Exercise instructions>
a: Condense the paragraph of the landmine article that begins "Stepping up to this challenge" into two sentences, keeping its main facts.
b: Continue the article on Azerbaijan's landmine problem, picking up after its last sentence.
---- Given passage
Azerbaijan’s Landmine Challenge

Images by ANAMA

The fighting may be over, but the legacy of conflict still haunts Azerbaijan’s Karabakh region. As Baku tries to redevelop the now de-occupied territory and resettle hundreds of thousands of internally displaced people (IDPs), landmines remain a significant obstacle.

The problem made international news back in June 2021 after an explosion killed two Azerbaijani journalists and a local official in Karabakh’s Kalbajar district.

Stepping up to this challenge is the Mine Action Agency of the Republic of Azerbaijan (ANAMA). The agency was originally set up in 1998 as an official body called the Azerbaijan National Agency for Mine Action. Its purpose was to clear away leftover landmines and explosives from the country’s First Karabakh War with neighbouring Armenia.

However, the body was restructured in 2021 after a second major escalation the previous year triggered the withdrawal of Armenia’s forces from much of the region as part of a ceasefire arrangement. The agency now operates under its current name with an expanded remit as Azerbaijan’s main body for conducting and coordinating humanitarian demining activity within Karabakh and elsewhere in the country.

The agency’s work has increased massively. While their survey of the territory is ongoing, initial estimates say Armenian forces laid over a million landmines in Karabakh during their occupation.
--------
---- Data excerpts
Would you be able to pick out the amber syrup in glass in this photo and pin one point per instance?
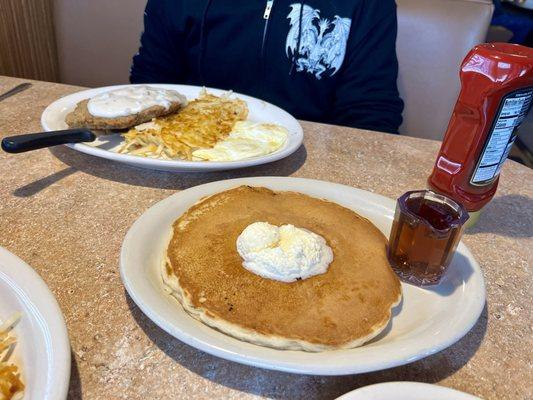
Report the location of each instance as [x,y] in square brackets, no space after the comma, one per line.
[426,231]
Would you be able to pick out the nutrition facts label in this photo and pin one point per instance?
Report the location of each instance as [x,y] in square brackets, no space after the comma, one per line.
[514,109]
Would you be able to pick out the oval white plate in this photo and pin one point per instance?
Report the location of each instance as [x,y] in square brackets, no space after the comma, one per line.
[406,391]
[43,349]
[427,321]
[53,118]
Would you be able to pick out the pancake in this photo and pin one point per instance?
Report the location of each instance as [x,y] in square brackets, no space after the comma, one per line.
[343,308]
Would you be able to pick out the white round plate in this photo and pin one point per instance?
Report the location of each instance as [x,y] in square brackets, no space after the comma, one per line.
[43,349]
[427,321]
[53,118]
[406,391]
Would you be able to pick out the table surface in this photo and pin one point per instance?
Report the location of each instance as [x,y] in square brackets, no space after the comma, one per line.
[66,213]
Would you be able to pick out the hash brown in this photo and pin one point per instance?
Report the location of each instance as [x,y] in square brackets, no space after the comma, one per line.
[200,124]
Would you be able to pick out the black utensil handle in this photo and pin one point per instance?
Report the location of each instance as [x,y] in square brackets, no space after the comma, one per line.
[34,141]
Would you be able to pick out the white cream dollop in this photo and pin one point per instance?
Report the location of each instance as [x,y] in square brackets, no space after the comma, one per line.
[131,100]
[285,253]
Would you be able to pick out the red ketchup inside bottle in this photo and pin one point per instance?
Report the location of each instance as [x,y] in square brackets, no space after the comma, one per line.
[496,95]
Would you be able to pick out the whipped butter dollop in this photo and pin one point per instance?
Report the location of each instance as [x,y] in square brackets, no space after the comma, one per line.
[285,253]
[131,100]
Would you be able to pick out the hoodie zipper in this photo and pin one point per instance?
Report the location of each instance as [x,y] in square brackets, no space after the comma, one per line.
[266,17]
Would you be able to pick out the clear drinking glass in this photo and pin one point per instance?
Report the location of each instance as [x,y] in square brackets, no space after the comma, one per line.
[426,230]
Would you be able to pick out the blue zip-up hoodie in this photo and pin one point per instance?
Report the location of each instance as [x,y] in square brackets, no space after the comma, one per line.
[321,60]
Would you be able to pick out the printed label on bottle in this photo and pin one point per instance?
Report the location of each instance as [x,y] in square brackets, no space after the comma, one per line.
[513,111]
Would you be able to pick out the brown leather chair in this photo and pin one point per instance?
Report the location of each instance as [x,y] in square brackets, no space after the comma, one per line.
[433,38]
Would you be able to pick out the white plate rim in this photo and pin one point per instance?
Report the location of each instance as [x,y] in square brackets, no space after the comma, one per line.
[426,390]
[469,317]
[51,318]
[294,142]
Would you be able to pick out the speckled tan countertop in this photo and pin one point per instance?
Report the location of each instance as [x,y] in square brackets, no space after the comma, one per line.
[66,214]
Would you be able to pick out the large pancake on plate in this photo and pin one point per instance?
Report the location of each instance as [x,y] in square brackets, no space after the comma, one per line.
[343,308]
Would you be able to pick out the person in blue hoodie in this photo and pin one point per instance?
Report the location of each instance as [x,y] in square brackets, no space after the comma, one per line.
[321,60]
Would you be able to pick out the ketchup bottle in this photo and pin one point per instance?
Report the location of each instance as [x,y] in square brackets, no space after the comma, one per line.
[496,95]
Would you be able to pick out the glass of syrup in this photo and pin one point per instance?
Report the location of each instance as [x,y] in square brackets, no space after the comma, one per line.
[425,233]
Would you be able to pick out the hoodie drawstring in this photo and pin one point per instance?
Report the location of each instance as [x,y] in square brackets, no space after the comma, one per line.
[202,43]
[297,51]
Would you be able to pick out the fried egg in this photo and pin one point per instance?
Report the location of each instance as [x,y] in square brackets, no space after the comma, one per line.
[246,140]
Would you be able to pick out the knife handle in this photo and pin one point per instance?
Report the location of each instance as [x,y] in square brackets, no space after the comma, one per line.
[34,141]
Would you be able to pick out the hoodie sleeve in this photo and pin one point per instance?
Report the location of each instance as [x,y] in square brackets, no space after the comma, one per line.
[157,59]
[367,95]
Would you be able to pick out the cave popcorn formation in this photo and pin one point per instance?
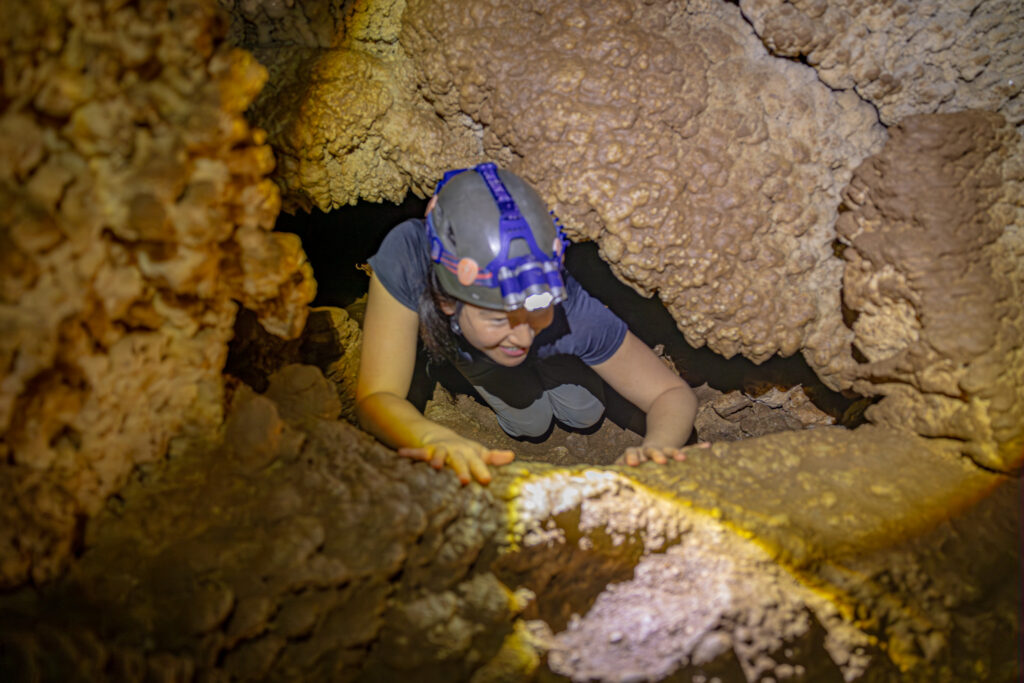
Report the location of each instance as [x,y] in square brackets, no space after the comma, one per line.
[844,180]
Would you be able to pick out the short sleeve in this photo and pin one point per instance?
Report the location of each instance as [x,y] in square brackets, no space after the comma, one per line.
--------
Task results>
a: The Mine Action Agency of the Republic of Azerbaijan (ANAMA) is taking on the landmine problem. It was first set up in 1998 as the Azerbaijan National Agency for Mine Action to clear the landmines and explosives left over from the First Karabakh War with Armenia.

b:
Regrettably, the casualties have been many. According to ANAMA data, between November 2020 and December 2023, 340 people have been killed or injured in 200 incidents caused by mines and other unexploded ordnance—such as cluster munitions—both in Karabakh and even beyond. Figures say 161 of those affected were civilians (50 killed, 111 injured), with the most recent injury at the time of writing having occurred on 7 December. Sadly, a woman and three children are among the civilian dead; another six children and young people have been injured. 

 

A further 179 military (15 killed, 164 injured) are also among the casualties. One of the fifteen military personnel to lose their lives was a young man aged just nineteen. Novruz Niftaliyev was killed by a landmine in the Tartar district last April. To this day, a total of 3,419 people have fallen victim to mines and unexploded munitions in Azerbaijan since 1991.

It is not only people who have been affected by the landmines either. Last month, footage of an injured bear and photos of a dead bear cub surfaced on social media, showing how the mines are harming the region’s fauna. 

“We are deeply concerned about the impact of mines on wildlife,” the Director of Azerbaijan’s Center for Biological Diversity Public Union, Tavakkul Iskenerov, told the Caspian Post. Karabakh is a habitat for many wild animals, he explains, “including rare ones protected by law, such as the brown bear and Central Asian leopard.” He also warned that even if animals survive an explosion, they can be maimed, left unable to hunt and starve to death as a consequence.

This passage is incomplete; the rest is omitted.